Bundesgerichtsurteil erfreut getrennt lebende Väter
Wer Kinder betreut, muss wieder zu 50 Prozent arbeiten, wenn das jüngste Kind obligatorisch eingeschult wird. Die Regel gilt aber nicht für alle.

Der Fall betrifft eine Scheidungsfamilie aus dem Kanton St. Gallen. Die Mutter ist 46, der Vater 49 Jahre alt, sie waren 18 Jahre lang verheiratet und haben vier Kinder. Zwei davon sind heute erwachsen, zwei sind Teenager.
Das Bundesgericht hat den Vater abgewiesen, der höhere Unterhaltsbeiträge von der Mutter wollte – die Kinder leben teilweise bei ihm – und der die Küchenmaschine der Marke Kenwood behalten wollte, die er seiner Ex-Frau einst geschenkt hatte.
Item – das Bundesgericht erhörte den Vater also nicht, aber es fällte mit dem am Freitag publizierten Entscheid ein Urteil, das getrennt lebende Väter allgemein erfreuen wird. Denn es hat anhand dieses Falls entschieden, dass die sogenannte 10/16-Regel nun nicht mehr gilt. Diese Regel, die ursprünglich für die altrechtliche Scheidungsrente entwickelt wurde, besagt, dass der betreuende Elternteil, also meistens die Mutter, erst wieder eine Teilzeitarbeit aufnehmen muss, wenn das jüngste Kind 10 Jahre alt ist. Ein Vollzeitpensum war zumutbar, wenn das jüngste Kind 16 Jahre alt ist.
Gesellschaftliche Realität
Diese Regel sei mit Blick auf das seit Anfang 2017 geltende Unterhaltsrecht nicht mehr sachgemäss, befand das Gericht, und es entspreche auch der heutigen gesellschaftlichen Realität nicht mehr. Neu muss, wer Kinder betreut, wieder zu 50 Prozent arbeiten, wenn das jüngste Kind obligatorisch eingeschult wird, also in den meisten Kantonen mit dem Kindergarteneintritt. Wenn es in die Sekundarstufe kommt, ist ein Pensum von 80 Prozent zumutbar, und wenn das Kind 16 Jahre alt wird, eines von 100 Prozent. Die neue Regel verringert die Alimentenlast des erwerbstätigen Elternteils, der die Kinder nicht betreut, meist sind dies die Väter. Sie werden nun sechs Jahre früher als bisher von ihrer Ex-Partnerin beim Erwerb des Familieneinkommens unterstützt.

[Datensatzeinträge zu Objektpositionen]
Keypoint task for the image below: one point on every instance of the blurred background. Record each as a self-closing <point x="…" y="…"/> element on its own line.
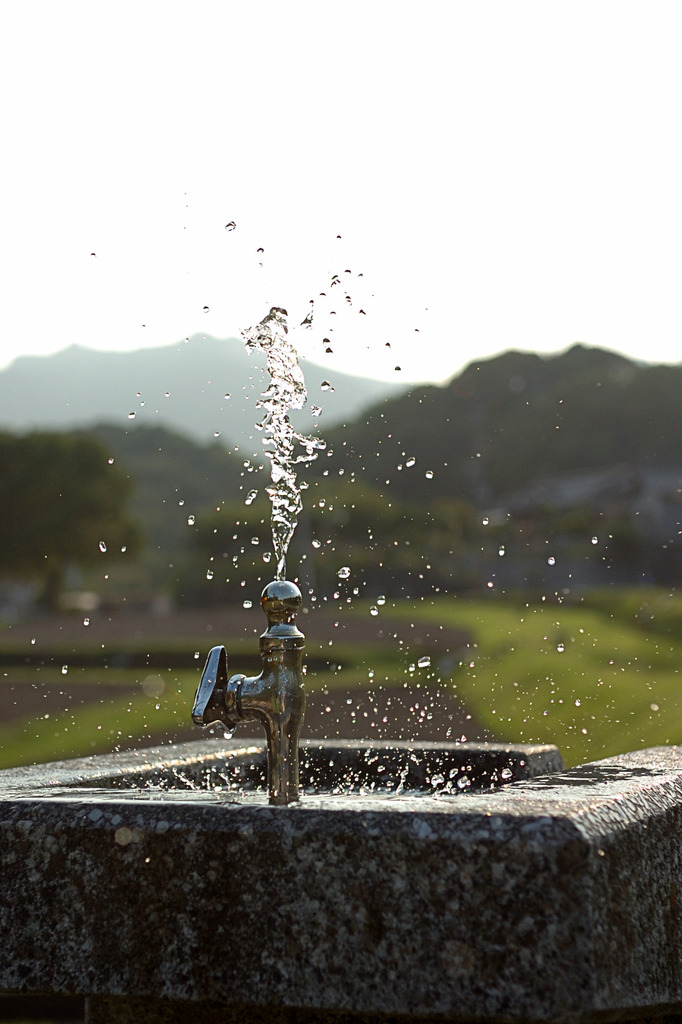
<point x="472" y="215"/>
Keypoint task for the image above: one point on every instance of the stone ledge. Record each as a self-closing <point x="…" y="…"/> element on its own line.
<point x="554" y="898"/>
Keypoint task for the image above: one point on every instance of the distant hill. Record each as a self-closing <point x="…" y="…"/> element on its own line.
<point x="507" y="421"/>
<point x="202" y="388"/>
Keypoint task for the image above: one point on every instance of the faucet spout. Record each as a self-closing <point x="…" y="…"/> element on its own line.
<point x="275" y="697"/>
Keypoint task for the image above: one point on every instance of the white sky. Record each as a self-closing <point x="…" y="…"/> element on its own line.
<point x="504" y="174"/>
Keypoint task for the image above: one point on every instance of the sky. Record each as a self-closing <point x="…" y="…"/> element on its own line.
<point x="494" y="175"/>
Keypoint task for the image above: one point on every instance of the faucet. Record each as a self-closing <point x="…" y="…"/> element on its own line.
<point x="275" y="697"/>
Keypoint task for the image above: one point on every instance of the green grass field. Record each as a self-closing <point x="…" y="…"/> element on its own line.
<point x="596" y="678"/>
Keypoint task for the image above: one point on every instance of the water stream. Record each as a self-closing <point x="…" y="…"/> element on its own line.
<point x="284" y="445"/>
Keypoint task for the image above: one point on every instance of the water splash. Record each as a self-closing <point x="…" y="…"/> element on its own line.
<point x="286" y="391"/>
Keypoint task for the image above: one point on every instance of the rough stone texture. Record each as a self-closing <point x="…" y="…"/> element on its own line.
<point x="553" y="898"/>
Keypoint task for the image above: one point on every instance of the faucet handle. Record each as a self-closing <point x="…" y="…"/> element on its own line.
<point x="213" y="700"/>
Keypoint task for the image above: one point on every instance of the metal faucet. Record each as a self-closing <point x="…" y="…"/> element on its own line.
<point x="275" y="697"/>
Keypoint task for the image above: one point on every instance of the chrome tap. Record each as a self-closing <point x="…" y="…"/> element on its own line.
<point x="275" y="697"/>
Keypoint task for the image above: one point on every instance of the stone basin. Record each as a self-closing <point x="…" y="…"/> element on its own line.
<point x="431" y="882"/>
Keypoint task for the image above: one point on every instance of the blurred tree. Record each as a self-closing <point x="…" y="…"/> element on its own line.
<point x="61" y="504"/>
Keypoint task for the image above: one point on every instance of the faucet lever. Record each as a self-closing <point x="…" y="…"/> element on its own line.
<point x="214" y="700"/>
<point x="275" y="697"/>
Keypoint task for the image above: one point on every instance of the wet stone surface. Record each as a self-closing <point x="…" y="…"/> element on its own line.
<point x="550" y="898"/>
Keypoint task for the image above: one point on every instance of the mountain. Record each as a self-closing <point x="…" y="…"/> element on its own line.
<point x="205" y="387"/>
<point x="505" y="422"/>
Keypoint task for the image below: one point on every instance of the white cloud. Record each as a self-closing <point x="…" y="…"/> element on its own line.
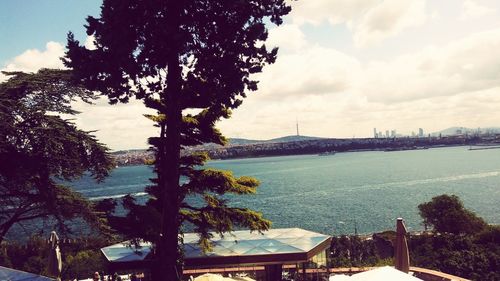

_Aufgabe A:_
Wie viele Jahre waren die Eltern aus dem im Text beschriebenen Fall verheiratet?
_Aufgabe B:_
Schreiben Sie die Zeilen der Einträge von der Zeile mit „of the mountain.“ bis zum Ende der Einträge unverändert ab, beide Enden eingeschlossen. Lassen Sie die Bilder in Ihrer Antwort weg.
Die Einträge haben mit dem Text nichts zu tun.

_Richtige Lösung A:_
18 Jahre.

_Richtige Lösung B:_
Keypoint task for the image above: one point on every instance of the mountain. Record each as a self-closing <point x="…" y="…"/> element on its own line.
<point x="205" y="387"/>
<point x="505" y="422"/>
Keypoint task for the image below: one point on every instance of the white cloud. Record each as a self-closing <point x="…" y="…"/> element on its own line.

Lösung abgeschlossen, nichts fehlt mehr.